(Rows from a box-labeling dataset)
# # #

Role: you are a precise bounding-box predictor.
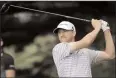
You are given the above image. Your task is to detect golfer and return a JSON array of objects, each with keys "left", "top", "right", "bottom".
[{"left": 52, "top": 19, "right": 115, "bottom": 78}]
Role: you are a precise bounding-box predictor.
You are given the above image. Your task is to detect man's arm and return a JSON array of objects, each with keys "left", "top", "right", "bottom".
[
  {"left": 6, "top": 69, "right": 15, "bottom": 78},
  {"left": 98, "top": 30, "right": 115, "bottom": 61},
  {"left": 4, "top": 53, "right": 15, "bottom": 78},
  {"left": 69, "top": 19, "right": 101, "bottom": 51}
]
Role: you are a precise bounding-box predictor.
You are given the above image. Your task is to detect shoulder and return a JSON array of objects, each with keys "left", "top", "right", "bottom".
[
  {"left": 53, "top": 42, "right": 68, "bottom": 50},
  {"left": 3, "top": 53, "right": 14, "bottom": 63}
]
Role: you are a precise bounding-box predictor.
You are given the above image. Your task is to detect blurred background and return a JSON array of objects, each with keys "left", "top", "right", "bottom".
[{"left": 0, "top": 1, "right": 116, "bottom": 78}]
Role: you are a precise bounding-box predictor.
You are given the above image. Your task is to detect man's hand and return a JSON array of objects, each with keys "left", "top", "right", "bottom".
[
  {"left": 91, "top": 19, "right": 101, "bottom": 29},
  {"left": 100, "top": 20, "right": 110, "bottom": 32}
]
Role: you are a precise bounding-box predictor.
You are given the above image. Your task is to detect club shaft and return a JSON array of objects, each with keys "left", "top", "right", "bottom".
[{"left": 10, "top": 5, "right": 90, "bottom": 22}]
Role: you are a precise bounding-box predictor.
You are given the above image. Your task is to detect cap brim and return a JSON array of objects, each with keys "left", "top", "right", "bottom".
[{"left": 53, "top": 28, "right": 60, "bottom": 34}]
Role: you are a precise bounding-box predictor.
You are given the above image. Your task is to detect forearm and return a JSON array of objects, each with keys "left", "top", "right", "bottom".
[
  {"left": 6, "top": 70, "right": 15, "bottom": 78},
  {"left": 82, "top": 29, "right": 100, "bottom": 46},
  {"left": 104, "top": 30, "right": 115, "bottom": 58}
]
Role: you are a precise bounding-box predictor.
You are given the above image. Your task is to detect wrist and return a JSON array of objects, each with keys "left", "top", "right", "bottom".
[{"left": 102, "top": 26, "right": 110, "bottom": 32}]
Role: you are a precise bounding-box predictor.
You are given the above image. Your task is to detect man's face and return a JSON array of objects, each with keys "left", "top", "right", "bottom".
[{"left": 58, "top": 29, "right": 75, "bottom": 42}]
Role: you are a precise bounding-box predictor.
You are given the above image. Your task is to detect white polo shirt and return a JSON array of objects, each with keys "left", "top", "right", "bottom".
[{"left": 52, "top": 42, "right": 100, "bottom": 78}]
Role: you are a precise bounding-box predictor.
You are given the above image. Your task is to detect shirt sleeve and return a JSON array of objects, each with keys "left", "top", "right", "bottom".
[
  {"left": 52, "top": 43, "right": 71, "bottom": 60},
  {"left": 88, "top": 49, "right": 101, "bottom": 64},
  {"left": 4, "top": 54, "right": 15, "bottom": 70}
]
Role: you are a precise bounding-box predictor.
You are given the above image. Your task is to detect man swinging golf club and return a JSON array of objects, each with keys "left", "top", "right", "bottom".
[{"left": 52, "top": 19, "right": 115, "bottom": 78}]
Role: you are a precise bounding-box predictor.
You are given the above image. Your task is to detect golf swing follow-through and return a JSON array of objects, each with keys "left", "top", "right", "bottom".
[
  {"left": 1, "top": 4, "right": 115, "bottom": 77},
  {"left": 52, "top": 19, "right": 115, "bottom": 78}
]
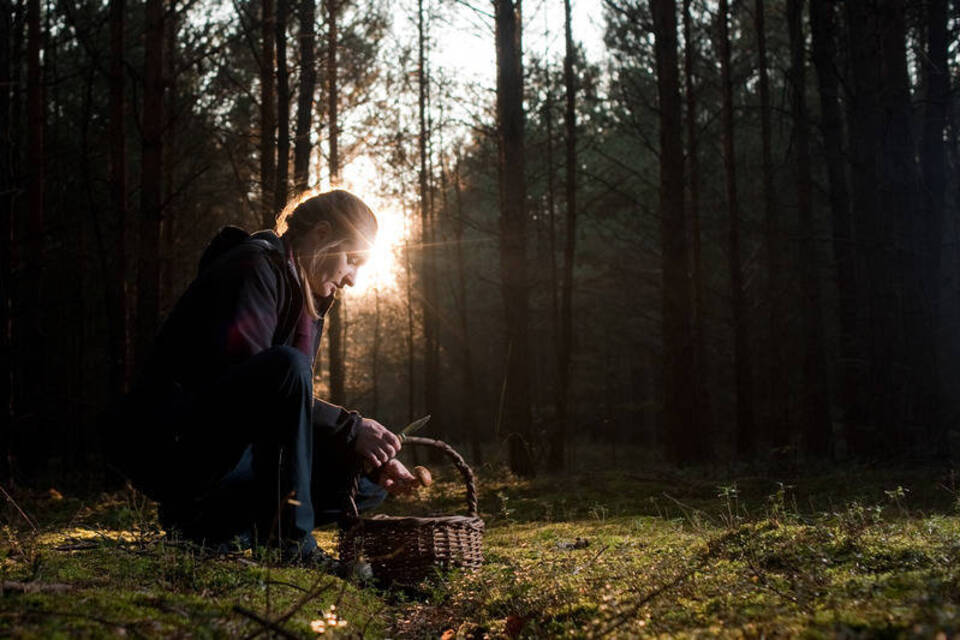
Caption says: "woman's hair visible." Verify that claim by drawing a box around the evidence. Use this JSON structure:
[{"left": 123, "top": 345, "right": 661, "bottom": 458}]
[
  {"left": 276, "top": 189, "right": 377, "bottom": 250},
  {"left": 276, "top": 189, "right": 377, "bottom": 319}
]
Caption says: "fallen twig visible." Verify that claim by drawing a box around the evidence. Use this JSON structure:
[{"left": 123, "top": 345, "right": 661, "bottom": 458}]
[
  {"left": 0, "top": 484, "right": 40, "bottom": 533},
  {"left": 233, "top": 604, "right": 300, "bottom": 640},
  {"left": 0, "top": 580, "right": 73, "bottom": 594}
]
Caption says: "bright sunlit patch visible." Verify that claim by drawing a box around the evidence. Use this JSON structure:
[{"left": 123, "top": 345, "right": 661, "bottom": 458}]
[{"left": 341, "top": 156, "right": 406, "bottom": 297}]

# # #

Requirement
Gather every line of the records above that contains the string "evidence".

Written answer
Caption says: "woman's hair visible." Verify that claim by drawing a box around the evidence. Use this JSON structure:
Caption says: "fallen twig visible." Verify that claim by drawing a box around the evidence. Use this JSON structure:
Caption says: "bright sunlit patch visible." Verify that claim by drawing a box around the evidence. Use this JSON structure:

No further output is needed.